(Beginning of RECORDED INFORMATION)
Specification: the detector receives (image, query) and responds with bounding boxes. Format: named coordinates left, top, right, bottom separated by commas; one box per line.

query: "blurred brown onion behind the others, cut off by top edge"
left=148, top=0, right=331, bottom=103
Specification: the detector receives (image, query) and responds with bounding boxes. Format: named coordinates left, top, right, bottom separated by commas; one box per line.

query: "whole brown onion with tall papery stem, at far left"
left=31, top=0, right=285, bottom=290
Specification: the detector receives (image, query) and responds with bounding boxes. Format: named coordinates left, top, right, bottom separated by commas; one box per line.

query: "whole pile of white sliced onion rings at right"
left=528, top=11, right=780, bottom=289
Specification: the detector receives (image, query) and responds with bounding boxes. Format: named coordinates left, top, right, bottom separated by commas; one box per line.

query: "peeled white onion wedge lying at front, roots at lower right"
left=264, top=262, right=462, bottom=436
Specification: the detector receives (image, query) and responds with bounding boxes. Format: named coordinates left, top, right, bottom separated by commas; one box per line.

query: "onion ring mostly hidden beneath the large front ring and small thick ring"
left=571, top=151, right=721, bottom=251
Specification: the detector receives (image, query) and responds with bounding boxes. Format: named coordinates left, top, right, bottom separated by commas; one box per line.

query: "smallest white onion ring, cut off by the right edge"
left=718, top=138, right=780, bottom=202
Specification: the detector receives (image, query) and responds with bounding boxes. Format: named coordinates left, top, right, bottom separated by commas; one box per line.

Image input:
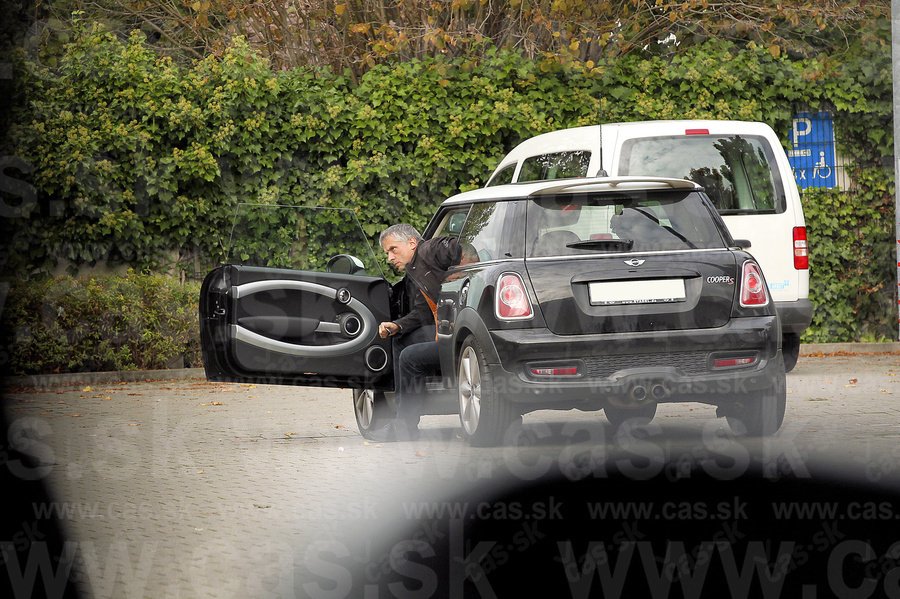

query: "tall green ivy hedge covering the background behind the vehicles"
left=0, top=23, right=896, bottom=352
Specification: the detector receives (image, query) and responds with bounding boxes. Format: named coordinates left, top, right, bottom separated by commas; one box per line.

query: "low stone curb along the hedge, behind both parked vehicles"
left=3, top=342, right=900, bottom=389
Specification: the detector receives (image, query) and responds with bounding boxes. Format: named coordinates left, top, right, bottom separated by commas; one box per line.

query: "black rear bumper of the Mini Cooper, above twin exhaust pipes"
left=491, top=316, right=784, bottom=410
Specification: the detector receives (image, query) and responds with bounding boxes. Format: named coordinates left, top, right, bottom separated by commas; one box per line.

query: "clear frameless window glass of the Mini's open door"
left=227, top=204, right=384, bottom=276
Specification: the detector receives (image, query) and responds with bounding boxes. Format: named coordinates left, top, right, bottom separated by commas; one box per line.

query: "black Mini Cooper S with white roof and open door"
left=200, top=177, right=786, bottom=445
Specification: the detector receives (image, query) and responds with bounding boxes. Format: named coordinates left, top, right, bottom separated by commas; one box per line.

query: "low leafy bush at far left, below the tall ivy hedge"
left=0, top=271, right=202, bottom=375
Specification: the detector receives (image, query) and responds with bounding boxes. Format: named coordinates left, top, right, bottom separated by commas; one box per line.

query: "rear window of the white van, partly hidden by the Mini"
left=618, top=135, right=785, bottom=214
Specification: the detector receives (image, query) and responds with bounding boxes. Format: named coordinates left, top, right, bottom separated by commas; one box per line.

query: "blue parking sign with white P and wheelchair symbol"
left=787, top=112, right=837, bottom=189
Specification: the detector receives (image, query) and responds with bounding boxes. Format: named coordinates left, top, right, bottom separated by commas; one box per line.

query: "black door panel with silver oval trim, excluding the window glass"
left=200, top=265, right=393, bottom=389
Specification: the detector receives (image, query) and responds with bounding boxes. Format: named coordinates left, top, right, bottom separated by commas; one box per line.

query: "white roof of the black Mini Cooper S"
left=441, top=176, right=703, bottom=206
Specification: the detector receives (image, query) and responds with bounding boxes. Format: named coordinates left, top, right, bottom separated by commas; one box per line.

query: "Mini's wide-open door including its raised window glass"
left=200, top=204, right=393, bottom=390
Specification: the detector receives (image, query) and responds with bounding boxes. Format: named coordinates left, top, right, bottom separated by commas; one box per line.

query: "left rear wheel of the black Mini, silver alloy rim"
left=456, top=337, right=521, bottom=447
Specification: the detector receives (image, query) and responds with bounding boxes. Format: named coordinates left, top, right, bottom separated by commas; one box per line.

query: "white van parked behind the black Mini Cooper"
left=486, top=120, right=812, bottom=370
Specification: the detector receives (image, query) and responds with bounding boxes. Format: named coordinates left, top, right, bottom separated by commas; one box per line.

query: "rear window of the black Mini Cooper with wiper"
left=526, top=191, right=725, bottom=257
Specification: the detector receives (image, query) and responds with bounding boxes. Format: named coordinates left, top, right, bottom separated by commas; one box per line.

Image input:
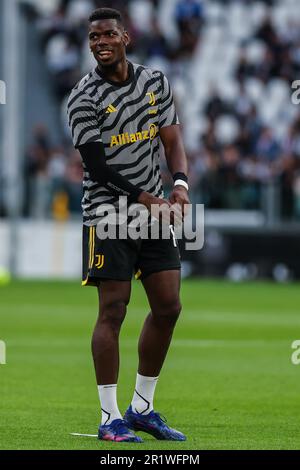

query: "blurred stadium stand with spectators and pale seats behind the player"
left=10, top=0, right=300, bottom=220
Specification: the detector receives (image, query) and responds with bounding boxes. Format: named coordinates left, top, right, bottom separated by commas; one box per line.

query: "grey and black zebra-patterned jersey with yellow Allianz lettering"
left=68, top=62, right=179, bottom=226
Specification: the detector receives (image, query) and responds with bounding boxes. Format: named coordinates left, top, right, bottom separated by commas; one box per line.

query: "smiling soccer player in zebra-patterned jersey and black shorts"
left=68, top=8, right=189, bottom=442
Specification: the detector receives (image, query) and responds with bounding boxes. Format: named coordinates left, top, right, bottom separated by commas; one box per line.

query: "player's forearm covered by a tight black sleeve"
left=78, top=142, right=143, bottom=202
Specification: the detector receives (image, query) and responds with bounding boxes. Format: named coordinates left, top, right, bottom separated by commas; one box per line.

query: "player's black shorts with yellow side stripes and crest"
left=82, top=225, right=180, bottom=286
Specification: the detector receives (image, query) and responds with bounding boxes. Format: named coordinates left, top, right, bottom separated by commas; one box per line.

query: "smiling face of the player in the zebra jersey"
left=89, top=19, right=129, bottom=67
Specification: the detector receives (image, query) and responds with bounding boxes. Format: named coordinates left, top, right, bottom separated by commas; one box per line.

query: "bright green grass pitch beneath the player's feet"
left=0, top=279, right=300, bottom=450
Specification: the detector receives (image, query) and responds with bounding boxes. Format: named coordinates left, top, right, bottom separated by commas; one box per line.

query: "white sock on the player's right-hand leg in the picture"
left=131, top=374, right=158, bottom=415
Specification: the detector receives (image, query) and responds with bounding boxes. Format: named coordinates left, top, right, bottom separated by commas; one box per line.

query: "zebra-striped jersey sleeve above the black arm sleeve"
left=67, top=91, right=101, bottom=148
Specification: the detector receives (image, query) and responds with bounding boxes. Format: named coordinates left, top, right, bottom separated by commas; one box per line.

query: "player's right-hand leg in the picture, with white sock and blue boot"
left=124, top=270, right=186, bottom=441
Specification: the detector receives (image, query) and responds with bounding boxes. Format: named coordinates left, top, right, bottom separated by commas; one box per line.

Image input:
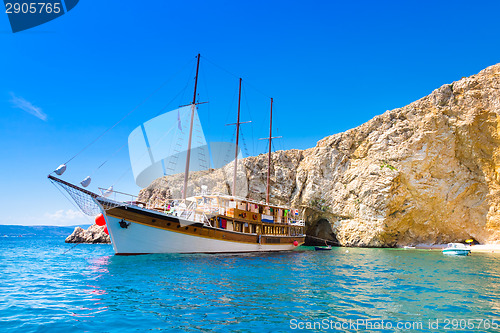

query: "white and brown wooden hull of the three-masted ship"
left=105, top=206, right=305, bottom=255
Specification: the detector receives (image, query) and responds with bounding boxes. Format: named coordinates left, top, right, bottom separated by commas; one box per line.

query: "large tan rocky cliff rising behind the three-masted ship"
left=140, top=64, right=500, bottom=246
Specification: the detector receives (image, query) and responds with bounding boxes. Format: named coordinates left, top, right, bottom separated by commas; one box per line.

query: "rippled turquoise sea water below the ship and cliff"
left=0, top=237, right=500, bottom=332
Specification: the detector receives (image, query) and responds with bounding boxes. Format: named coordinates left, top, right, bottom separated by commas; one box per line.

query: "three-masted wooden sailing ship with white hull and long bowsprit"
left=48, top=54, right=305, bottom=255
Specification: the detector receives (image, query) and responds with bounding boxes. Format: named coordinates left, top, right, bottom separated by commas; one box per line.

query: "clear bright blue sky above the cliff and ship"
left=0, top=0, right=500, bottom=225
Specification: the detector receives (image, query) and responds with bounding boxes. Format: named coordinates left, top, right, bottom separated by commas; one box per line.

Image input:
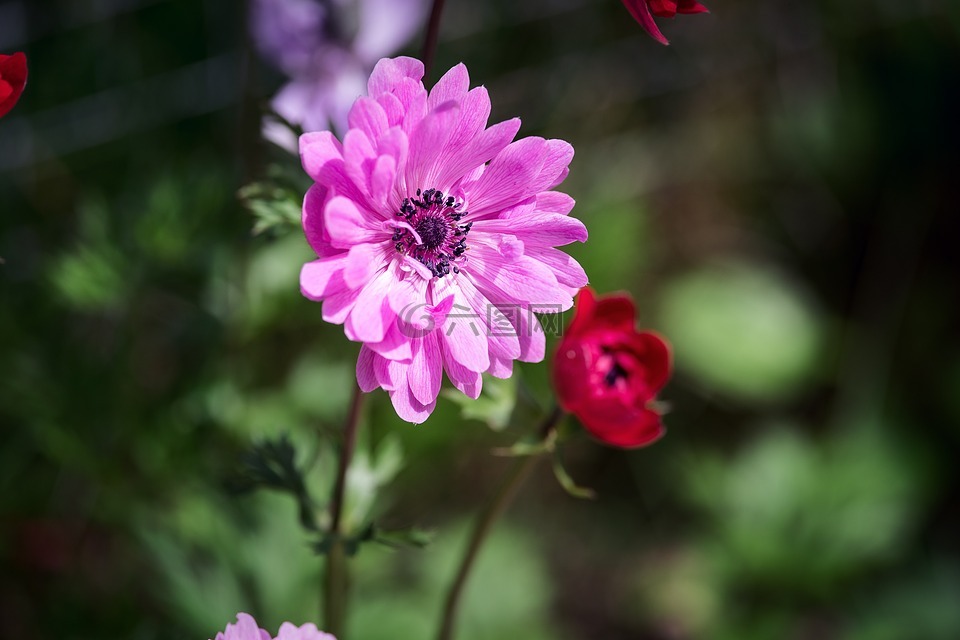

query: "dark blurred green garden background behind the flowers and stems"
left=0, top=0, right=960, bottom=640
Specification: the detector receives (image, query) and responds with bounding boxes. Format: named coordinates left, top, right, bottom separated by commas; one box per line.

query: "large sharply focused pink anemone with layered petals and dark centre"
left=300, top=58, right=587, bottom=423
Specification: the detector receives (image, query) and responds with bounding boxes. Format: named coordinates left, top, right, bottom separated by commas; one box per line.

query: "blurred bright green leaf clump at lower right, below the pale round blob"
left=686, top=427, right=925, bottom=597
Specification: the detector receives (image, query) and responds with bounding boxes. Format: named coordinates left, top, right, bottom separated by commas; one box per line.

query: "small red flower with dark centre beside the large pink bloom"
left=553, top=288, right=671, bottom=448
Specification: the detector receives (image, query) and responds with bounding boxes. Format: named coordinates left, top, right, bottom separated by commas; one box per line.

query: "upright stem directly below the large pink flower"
(End of RECORDED INFORMATION)
▶ _WHAT THIS TASK INVOLVES_: Lines from the one containing "sharply focused pink" through the end of the entries above must be copied exactly; include both ends and no other lines.

▶ _SOLUTION TO THE PROBLEM_:
query: "large sharply focused pink anemone with layered petals and dark centre"
left=300, top=58, right=587, bottom=423
Specification: the detector receives (image, query) and responds with bounding boxes. Format: named coordinates left, top, right, bottom separated by commas; one box per line.

query: "blurred bright green leaf clump at lower right, below the pale round blob"
left=686, top=427, right=925, bottom=597
Specification: the detector receives (image, query) and responds with bounding boxes. Format: named coordinates left, top, right, bottom separated by commas; one box per line.

query: "small red flower with dark centre beside the large pink bloom"
left=553, top=288, right=671, bottom=448
Specification: the detector receives (image, query) and responds with bounding boxes. Format: named coordinates left, top, right, bottom separated by commas; one box per line.

query: "upright stem directly below the large pink flower"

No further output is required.